### What you will do
Rewrite the stretch from the start of the items through the line that contains "(1231, 387)", swapping "Exercise" for "Practice" and keeping all else unchanged, with the pictures left out.

### Material to process
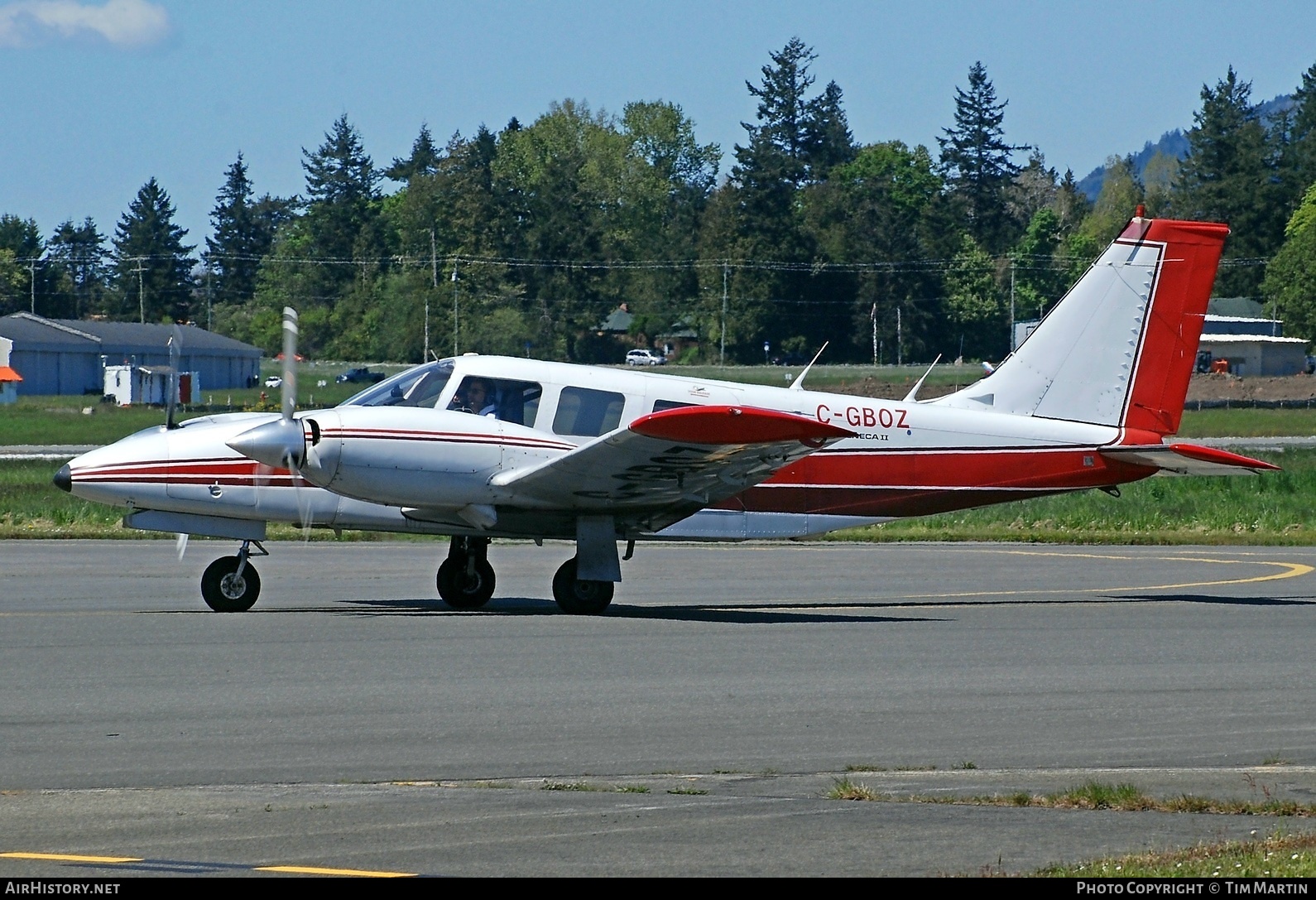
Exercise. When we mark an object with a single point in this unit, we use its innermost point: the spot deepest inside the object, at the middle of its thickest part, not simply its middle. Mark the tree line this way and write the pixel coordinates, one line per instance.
(523, 241)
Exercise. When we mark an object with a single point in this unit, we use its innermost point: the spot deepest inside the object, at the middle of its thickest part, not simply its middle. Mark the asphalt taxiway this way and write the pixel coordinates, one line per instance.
(352, 721)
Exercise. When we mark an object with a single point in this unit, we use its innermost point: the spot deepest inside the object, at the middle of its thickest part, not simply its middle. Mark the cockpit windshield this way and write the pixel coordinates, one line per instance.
(415, 387)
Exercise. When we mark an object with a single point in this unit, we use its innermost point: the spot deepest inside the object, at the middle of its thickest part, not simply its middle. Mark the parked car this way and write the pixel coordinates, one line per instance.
(645, 359)
(359, 377)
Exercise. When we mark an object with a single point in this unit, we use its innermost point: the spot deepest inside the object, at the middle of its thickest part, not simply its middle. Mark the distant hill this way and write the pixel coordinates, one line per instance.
(1171, 144)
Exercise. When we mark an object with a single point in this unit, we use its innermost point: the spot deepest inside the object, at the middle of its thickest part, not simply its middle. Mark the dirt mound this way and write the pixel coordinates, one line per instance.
(1202, 388)
(1231, 387)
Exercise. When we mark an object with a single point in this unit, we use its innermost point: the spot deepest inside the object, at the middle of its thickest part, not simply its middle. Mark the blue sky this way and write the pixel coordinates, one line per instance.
(100, 96)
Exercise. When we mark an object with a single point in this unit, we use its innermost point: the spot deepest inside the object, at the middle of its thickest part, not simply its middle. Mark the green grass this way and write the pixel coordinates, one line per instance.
(1274, 857)
(1091, 795)
(845, 788)
(1248, 422)
(31, 507)
(1267, 509)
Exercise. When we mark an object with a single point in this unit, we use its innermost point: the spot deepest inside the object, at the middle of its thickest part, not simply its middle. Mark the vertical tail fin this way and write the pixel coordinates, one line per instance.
(1119, 348)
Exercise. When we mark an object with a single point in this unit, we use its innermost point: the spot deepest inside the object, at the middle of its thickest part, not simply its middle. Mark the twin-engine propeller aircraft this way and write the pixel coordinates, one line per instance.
(481, 448)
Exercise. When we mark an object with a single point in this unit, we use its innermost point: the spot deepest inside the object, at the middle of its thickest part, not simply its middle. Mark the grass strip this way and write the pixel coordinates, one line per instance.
(1091, 795)
(1269, 509)
(1280, 855)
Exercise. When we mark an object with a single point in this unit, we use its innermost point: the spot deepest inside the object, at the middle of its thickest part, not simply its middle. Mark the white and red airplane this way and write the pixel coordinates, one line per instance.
(479, 448)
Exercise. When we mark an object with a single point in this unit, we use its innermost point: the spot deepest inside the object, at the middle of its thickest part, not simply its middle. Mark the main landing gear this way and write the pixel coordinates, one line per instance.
(232, 583)
(466, 580)
(579, 596)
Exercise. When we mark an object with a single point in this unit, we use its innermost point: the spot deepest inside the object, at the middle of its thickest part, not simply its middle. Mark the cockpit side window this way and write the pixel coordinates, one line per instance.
(500, 397)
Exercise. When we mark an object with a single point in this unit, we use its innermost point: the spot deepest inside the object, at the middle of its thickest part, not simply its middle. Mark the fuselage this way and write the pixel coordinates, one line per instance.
(412, 455)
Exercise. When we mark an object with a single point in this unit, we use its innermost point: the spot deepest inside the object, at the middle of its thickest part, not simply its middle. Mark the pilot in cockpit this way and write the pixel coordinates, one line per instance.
(475, 397)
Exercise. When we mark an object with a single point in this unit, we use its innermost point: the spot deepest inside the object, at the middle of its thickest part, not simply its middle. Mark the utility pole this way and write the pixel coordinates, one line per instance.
(433, 275)
(141, 296)
(723, 352)
(1012, 348)
(874, 317)
(899, 359)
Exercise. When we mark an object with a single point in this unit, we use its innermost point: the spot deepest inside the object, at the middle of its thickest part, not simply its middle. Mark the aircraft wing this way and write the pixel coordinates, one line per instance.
(689, 457)
(1187, 460)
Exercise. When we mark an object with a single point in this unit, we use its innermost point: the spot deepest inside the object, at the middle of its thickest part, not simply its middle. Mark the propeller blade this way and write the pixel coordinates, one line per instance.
(290, 362)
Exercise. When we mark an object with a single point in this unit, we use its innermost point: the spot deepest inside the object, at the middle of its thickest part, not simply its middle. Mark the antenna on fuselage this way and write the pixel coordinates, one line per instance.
(912, 397)
(798, 384)
(175, 353)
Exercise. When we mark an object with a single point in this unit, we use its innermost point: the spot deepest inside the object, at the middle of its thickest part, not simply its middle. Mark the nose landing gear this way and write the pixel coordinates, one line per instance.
(466, 580)
(231, 583)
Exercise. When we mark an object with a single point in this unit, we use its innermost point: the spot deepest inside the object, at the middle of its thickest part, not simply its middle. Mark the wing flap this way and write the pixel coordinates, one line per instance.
(693, 455)
(1189, 460)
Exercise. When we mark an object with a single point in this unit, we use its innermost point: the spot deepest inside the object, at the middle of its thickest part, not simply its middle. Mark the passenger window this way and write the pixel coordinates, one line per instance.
(500, 397)
(670, 404)
(587, 413)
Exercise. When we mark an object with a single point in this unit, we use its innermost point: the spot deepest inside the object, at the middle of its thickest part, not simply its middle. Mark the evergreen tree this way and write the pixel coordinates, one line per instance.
(978, 162)
(827, 133)
(153, 267)
(1229, 176)
(1072, 205)
(241, 238)
(974, 303)
(776, 156)
(341, 185)
(1121, 192)
(1040, 279)
(885, 205)
(24, 263)
(795, 144)
(1291, 274)
(1298, 163)
(78, 252)
(423, 161)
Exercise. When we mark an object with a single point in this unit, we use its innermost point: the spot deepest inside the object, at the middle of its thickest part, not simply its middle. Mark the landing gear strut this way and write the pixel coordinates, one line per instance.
(466, 580)
(231, 583)
(577, 596)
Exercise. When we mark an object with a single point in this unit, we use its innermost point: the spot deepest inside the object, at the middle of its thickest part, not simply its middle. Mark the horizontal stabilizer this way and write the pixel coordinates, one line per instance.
(1189, 460)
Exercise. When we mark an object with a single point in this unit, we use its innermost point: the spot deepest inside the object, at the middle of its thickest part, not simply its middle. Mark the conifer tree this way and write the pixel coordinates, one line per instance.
(153, 267)
(1229, 176)
(423, 160)
(978, 162)
(233, 256)
(78, 252)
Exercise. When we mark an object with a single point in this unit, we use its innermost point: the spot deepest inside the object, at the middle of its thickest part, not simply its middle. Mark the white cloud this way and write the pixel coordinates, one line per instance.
(120, 22)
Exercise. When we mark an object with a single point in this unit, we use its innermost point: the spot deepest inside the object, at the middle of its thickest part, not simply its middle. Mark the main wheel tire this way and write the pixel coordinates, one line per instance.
(579, 598)
(224, 591)
(461, 590)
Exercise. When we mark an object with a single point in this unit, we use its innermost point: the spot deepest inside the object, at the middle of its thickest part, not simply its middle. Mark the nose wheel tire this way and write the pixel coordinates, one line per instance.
(579, 598)
(224, 590)
(463, 590)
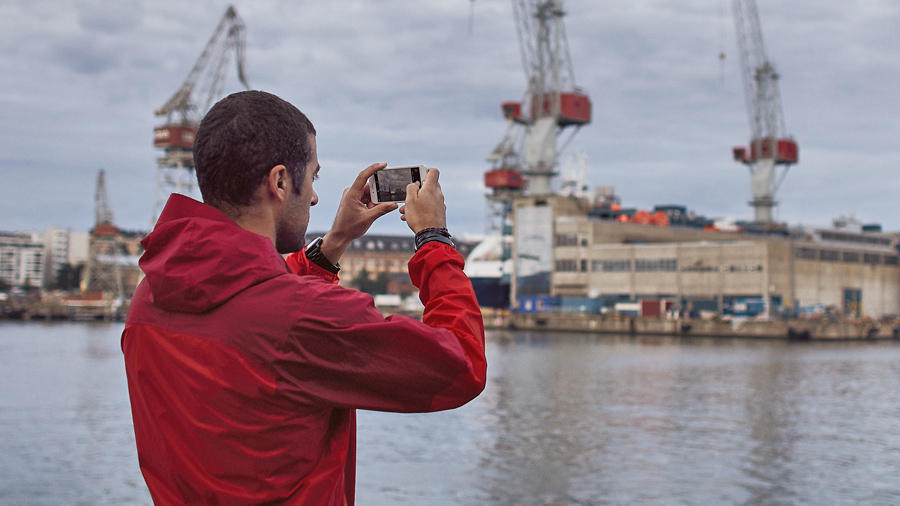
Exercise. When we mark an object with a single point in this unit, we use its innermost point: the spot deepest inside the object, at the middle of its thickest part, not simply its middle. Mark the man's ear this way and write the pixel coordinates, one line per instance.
(277, 182)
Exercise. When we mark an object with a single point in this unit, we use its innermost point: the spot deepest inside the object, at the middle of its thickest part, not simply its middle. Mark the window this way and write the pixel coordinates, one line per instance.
(566, 240)
(611, 265)
(569, 265)
(656, 265)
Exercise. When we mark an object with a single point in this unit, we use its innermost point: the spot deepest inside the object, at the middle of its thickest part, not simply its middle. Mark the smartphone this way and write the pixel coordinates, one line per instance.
(389, 184)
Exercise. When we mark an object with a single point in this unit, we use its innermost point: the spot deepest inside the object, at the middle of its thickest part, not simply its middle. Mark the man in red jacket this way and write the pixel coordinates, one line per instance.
(245, 370)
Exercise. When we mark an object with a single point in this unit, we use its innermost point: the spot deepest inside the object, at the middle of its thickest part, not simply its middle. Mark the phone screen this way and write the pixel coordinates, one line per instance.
(390, 183)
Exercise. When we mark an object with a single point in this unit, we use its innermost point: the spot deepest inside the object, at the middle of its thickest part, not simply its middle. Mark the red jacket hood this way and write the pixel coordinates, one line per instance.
(197, 258)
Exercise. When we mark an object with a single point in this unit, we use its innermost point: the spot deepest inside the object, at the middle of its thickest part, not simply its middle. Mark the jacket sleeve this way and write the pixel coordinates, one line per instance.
(342, 352)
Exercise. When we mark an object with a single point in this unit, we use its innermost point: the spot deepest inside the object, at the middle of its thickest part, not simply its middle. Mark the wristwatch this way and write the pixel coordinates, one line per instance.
(431, 235)
(314, 255)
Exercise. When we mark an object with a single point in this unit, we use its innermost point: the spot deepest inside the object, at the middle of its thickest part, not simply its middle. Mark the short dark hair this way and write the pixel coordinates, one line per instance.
(239, 141)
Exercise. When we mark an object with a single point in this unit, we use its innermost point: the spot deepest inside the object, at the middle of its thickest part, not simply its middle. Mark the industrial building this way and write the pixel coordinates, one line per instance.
(565, 253)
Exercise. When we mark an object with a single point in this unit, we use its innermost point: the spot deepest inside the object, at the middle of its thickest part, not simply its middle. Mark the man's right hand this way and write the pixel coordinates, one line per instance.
(424, 206)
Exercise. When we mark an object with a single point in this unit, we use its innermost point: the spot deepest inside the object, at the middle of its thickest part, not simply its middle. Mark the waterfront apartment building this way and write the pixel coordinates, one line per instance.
(846, 269)
(21, 260)
(390, 254)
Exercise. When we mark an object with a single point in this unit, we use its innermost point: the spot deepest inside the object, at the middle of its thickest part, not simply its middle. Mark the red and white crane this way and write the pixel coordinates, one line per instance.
(526, 160)
(183, 112)
(770, 146)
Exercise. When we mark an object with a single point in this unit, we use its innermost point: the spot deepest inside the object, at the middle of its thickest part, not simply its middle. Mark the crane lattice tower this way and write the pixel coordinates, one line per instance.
(770, 146)
(526, 159)
(175, 172)
(103, 272)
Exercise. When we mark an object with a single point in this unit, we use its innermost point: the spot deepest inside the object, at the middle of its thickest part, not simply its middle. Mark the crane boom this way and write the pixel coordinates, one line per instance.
(228, 36)
(206, 80)
(770, 145)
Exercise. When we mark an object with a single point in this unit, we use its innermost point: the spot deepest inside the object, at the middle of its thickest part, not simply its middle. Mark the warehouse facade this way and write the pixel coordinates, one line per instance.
(844, 270)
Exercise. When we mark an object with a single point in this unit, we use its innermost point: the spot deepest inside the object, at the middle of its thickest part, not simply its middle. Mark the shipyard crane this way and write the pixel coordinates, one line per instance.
(103, 273)
(770, 146)
(526, 159)
(203, 85)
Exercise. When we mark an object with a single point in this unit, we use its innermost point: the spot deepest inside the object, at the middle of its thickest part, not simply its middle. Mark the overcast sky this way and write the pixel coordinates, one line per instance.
(407, 81)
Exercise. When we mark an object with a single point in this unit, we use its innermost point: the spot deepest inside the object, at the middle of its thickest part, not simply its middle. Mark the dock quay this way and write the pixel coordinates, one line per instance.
(792, 329)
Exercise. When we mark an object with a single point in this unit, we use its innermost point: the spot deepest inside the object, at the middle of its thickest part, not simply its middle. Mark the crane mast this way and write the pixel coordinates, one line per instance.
(526, 159)
(770, 146)
(206, 81)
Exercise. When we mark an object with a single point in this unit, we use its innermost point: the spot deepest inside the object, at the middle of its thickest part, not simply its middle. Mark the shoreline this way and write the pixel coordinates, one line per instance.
(793, 330)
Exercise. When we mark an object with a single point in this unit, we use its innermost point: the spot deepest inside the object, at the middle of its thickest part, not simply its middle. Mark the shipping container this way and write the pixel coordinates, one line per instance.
(582, 306)
(502, 179)
(539, 304)
(168, 136)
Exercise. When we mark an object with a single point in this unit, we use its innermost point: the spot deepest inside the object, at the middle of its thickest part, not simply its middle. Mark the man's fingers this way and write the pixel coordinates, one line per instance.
(412, 191)
(363, 176)
(384, 208)
(431, 177)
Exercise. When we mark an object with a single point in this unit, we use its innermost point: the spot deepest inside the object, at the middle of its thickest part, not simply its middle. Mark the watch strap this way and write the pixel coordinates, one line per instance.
(314, 254)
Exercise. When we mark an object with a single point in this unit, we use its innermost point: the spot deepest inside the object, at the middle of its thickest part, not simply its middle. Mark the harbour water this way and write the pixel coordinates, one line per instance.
(566, 419)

### Response
Practice. When we mark an object with a single point in this unit, we use its innermost point: the spot deepest inside the object, at the middle of its thickest part, not simply its middle. Mark the tree line this way and write the pixel coordinates, one line per instance.
(523, 241)
Practice. When we mark an object with a single point in this unit, we use its innermost point: the spot deepest inside the object, at the middle of its thickest part, not simply its middle. Mark the asphalt taxiway this way and write the pixel coordinates, one line per instance.
(352, 721)
Practice. When we mark an object with a single point in this unit, we use its innermost point: the spot deepest inside the object, at the middle of its thickest part, not simply its middle. Mark the cockpit windshield this way and write the pixel coordinates, one line per instance.
(415, 387)
Practice. When we mark an object with a single point in this unit, we use its innermost point: the spot deepest inside the object, at the middle of its thickest part, not simply its middle. Mark the parked car this way and write the pixel coordinates, one line per instance.
(645, 359)
(359, 377)
Practice. When we mark an object with a single point in this unit, we use its innermost point: the spot deepest inside the object, at the middle of its thickest part, not simply its middle. Mark the distant hill this way and write the pixel coordinates, one line per instance.
(1171, 144)
Practice. When we mark an object with a single point in this unit, we use its innermost point: the spot deepest inside the object, at the middle of its thickest part, not simply its middle. Mark the dirt mound this way and write the pixel coordinates, one line per instance.
(1202, 388)
(1231, 387)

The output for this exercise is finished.